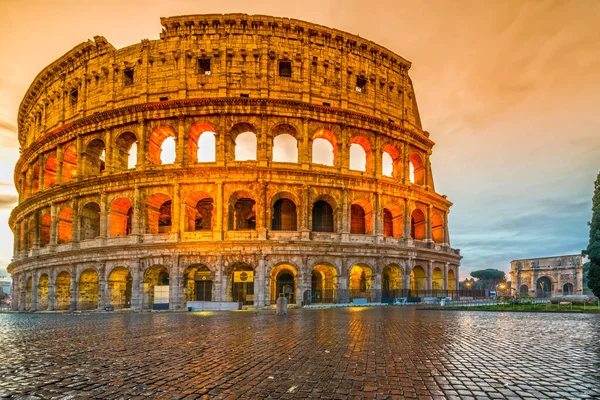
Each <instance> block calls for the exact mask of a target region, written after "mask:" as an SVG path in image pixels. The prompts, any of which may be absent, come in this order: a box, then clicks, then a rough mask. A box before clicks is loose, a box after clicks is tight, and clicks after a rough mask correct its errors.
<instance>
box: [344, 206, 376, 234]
mask: <svg viewBox="0 0 600 400" xmlns="http://www.w3.org/2000/svg"><path fill="white" fill-rule="evenodd" d="M350 233H351V234H358V235H365V234H366V235H371V234H373V206H372V205H371V203H370V202H369V201H368V200H367V199H364V198H361V199H357V200H355V201H354V202H353V203H352V205H351V206H350Z"/></svg>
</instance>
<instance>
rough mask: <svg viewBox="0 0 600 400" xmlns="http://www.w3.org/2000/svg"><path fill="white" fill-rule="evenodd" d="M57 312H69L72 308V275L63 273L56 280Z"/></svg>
mask: <svg viewBox="0 0 600 400" xmlns="http://www.w3.org/2000/svg"><path fill="white" fill-rule="evenodd" d="M55 293H56V310H57V311H62V310H68V309H69V308H70V307H71V274H70V273H69V272H67V271H61V272H59V273H58V274H57V275H56V280H55Z"/></svg>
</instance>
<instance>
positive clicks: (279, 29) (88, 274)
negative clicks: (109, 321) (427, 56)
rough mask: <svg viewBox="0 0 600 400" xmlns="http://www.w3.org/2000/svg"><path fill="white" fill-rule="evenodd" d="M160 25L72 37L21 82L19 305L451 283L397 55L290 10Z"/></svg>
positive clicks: (182, 16)
mask: <svg viewBox="0 0 600 400" xmlns="http://www.w3.org/2000/svg"><path fill="white" fill-rule="evenodd" d="M161 23H162V26H163V30H162V32H161V34H160V39H159V40H142V41H141V43H138V44H134V45H131V46H129V47H125V48H122V49H118V50H117V49H115V48H114V47H113V46H112V45H111V44H110V43H108V42H107V41H106V39H104V38H103V37H95V38H94V40H90V41H87V42H85V43H82V44H80V45H78V46H76V47H75V48H74V49H72V50H71V51H69V52H68V53H66V54H65V55H64V56H62V57H61V58H59V59H58V60H56V61H55V62H53V63H52V64H50V65H49V66H47V67H46V68H45V69H44V70H43V71H42V72H40V74H39V75H38V76H37V77H36V78H35V80H34V81H33V83H32V84H31V86H30V88H29V90H28V92H27V93H26V95H25V97H24V99H23V101H22V103H21V106H20V109H19V118H18V125H19V141H20V144H21V148H22V153H21V157H20V159H19V161H18V163H17V165H16V167H15V174H14V180H15V185H16V187H17V189H18V192H19V204H18V206H17V207H16V208H15V209H14V210H13V212H12V214H11V217H10V221H9V223H10V227H11V229H12V231H13V233H14V238H15V240H14V243H15V244H14V257H13V261H12V263H11V264H10V265H9V268H8V270H9V272H10V273H11V274H12V277H13V293H14V294H15V295H14V301H13V308H14V309H15V310H30V311H39V310H91V309H102V308H104V307H106V306H113V307H115V308H130V309H133V310H141V309H151V308H157V307H156V306H157V305H162V306H164V308H169V309H182V308H184V307H185V304H186V301H192V300H197V301H235V302H242V303H244V304H247V305H254V306H256V307H262V306H265V305H269V304H272V303H273V302H274V301H275V299H276V298H277V297H278V296H280V295H286V296H287V297H288V298H289V299H290V301H291V302H292V303H297V304H306V303H310V302H340V301H351V300H352V299H353V298H368V299H369V301H383V300H384V299H387V298H394V297H400V296H407V295H415V296H418V295H423V296H424V295H429V296H431V295H436V294H437V295H448V294H451V293H452V291H453V290H456V289H458V277H459V264H460V259H461V256H460V252H459V251H458V250H456V249H453V248H451V247H450V239H449V234H448V212H449V208H450V206H451V203H450V201H448V200H447V199H446V196H443V195H440V194H438V193H436V192H435V186H434V181H433V174H432V169H431V162H430V156H431V152H432V148H433V145H434V143H433V141H432V140H431V139H430V138H429V133H428V132H426V131H424V130H423V129H422V126H421V121H420V117H419V112H418V108H417V103H416V99H415V94H414V90H413V85H412V82H411V80H410V78H409V76H408V70H409V68H410V63H409V62H408V61H406V60H405V59H403V58H402V57H400V56H398V55H396V54H394V53H392V52H390V51H389V50H387V49H385V48H383V47H381V46H379V45H377V44H375V43H372V42H370V41H367V40H365V39H363V38H360V37H358V36H354V35H351V34H348V33H345V32H341V31H338V30H334V29H329V28H326V27H323V26H319V25H314V24H310V23H307V22H303V21H298V20H293V19H285V18H275V17H267V16H257V15H245V14H229V15H194V16H180V17H170V18H163V19H161Z"/></svg>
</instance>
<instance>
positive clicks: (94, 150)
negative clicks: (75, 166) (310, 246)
mask: <svg viewBox="0 0 600 400" xmlns="http://www.w3.org/2000/svg"><path fill="white" fill-rule="evenodd" d="M105 154H106V145H105V144H104V141H103V140H101V139H98V138H96V139H92V140H90V141H89V142H88V143H87V146H86V147H85V152H84V153H83V168H82V172H83V176H96V175H100V174H101V173H102V171H104V168H105V163H104V161H105Z"/></svg>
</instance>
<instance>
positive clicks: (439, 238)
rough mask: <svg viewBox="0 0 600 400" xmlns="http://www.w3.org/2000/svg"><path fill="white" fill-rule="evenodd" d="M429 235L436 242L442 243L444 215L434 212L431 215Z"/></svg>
mask: <svg viewBox="0 0 600 400" xmlns="http://www.w3.org/2000/svg"><path fill="white" fill-rule="evenodd" d="M431 236H432V238H433V241H434V242H436V243H444V217H443V216H441V215H440V214H438V213H434V214H433V216H432V217H431Z"/></svg>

-=-=-

Required action:
A verbatim copy of every record above is required, with all pictures omitted.

Written answer:
Each <instance> block calls for the exact mask of a target region, written after "mask:" as an SVG path in image pixels. The prompts, any of which may be absent, come in this order: a box, then clicks, then a rough mask. A box before clicks is loose, a box after clicks is tight, and clicks after a rough mask correct its errors.
<instance>
box: [344, 206, 376, 234]
mask: <svg viewBox="0 0 600 400" xmlns="http://www.w3.org/2000/svg"><path fill="white" fill-rule="evenodd" d="M350 233H351V234H358V235H365V234H366V235H371V234H373V206H372V205H371V203H370V202H369V201H368V200H367V199H364V198H361V199H357V200H355V201H354V202H353V203H352V205H351V206H350Z"/></svg>
</instance>
<instance>
rough mask: <svg viewBox="0 0 600 400" xmlns="http://www.w3.org/2000/svg"><path fill="white" fill-rule="evenodd" d="M57 312H69L72 308V275L63 273L56 280Z"/></svg>
mask: <svg viewBox="0 0 600 400" xmlns="http://www.w3.org/2000/svg"><path fill="white" fill-rule="evenodd" d="M55 293H56V310H57V311H62V310H68V309H69V308H70V307H71V274H70V273H69V272H67V271H61V272H59V273H58V274H57V275H56V280H55Z"/></svg>
</instance>
<instance>
positive clicks: (279, 29) (88, 274)
negative clicks: (109, 321) (427, 56)
rough mask: <svg viewBox="0 0 600 400" xmlns="http://www.w3.org/2000/svg"><path fill="white" fill-rule="evenodd" d="M160 25L72 37L21 82L19 305L451 283L397 55L290 10Z"/></svg>
positive clicks: (182, 16)
mask: <svg viewBox="0 0 600 400" xmlns="http://www.w3.org/2000/svg"><path fill="white" fill-rule="evenodd" d="M161 23H162V26H163V30H162V32H161V34H160V39H159V40H142V41H141V43H138V44H134V45H131V46H129V47H125V48H122V49H118V50H117V49H115V48H114V47H113V46H112V45H111V44H110V43H108V42H107V41H106V39H104V38H103V37H95V38H94V40H90V41H87V42H85V43H82V44H80V45H78V46H76V47H75V48H74V49H72V50H71V51H69V52H68V53H66V54H65V55H64V56H62V57H61V58H59V59H58V60H56V61H55V62H53V63H52V64H50V65H49V66H47V67H46V68H45V69H44V70H43V71H42V72H40V74H39V75H38V76H37V77H36V78H35V80H34V81H33V83H32V84H31V86H30V88H29V90H28V92H27V93H26V95H25V97H24V99H23V101H22V103H21V106H20V109H19V118H18V125H19V141H20V144H21V148H22V153H21V157H20V159H19V161H18V163H17V165H16V167H15V174H14V180H15V185H16V187H17V189H18V192H19V204H18V206H17V207H16V208H15V209H14V210H13V212H12V214H11V217H10V221H9V223H10V227H11V229H12V231H13V233H14V238H15V240H14V243H15V244H14V257H13V261H12V263H11V264H10V265H9V268H8V270H9V272H10V273H11V274H12V277H13V293H14V294H15V295H14V301H13V308H14V309H15V310H30V311H39V310H91V309H102V308H104V307H106V306H113V307H115V308H130V309H133V310H141V309H151V308H157V307H156V306H157V305H162V306H164V308H169V309H182V308H184V307H185V304H186V301H192V300H197V301H235V302H242V303H244V304H247V305H254V306H256V307H262V306H265V305H269V304H272V303H273V302H274V301H275V299H276V298H277V297H278V296H280V295H286V296H287V297H288V298H289V299H290V301H291V302H292V303H297V304H306V303H310V302H340V301H351V300H352V299H353V298H368V299H369V301H383V300H384V299H387V298H394V297H400V296H407V295H415V296H418V295H423V296H424V295H429V296H431V295H436V294H437V295H448V294H451V293H452V291H453V290H456V289H458V277H459V264H460V259H461V256H460V252H459V251H458V250H456V249H453V248H451V247H450V239H449V234H448V212H449V208H450V206H451V203H450V201H448V200H447V199H446V196H443V195H440V194H438V193H436V192H435V186H434V181H433V174H432V169H431V162H430V156H431V152H432V148H433V145H434V143H433V141H432V140H431V139H430V138H429V133H428V132H426V131H424V130H423V129H422V126H421V121H420V117H419V112H418V108H417V103H416V99H415V94H414V90H413V85H412V82H411V80H410V78H409V76H408V70H409V68H410V63H409V62H408V61H406V60H405V59H403V58H402V57H400V56H398V55H396V54H394V53H392V52H390V51H389V50H387V49H385V48H383V47H381V46H379V45H377V44H375V43H372V42H370V41H367V40H365V39H363V38H360V37H358V36H354V35H351V34H348V33H345V32H341V31H338V30H334V29H329V28H326V27H323V26H319V25H314V24H310V23H307V22H303V21H298V20H293V19H285V18H275V17H267V16H257V15H245V14H229V15H194V16H180V17H170V18H163V19H161Z"/></svg>
</instance>
<instance>
positive clicks: (94, 150)
negative clicks: (75, 166) (310, 246)
mask: <svg viewBox="0 0 600 400" xmlns="http://www.w3.org/2000/svg"><path fill="white" fill-rule="evenodd" d="M105 154H106V145H105V144H104V141H103V140H101V139H98V138H96V139H92V140H90V141H89V142H88V143H87V146H86V147H85V152H84V153H83V168H82V172H83V176H96V175H100V174H101V173H102V171H104V168H105V163H104V161H105Z"/></svg>
</instance>
<instance>
positive clicks: (439, 238)
rough mask: <svg viewBox="0 0 600 400" xmlns="http://www.w3.org/2000/svg"><path fill="white" fill-rule="evenodd" d="M429 235L436 242L442 243L444 215L434 212L431 215Z"/></svg>
mask: <svg viewBox="0 0 600 400" xmlns="http://www.w3.org/2000/svg"><path fill="white" fill-rule="evenodd" d="M431 236H432V238H433V241H434V242H436V243H444V217H443V216H441V215H440V214H438V213H434V214H433V216H432V217H431Z"/></svg>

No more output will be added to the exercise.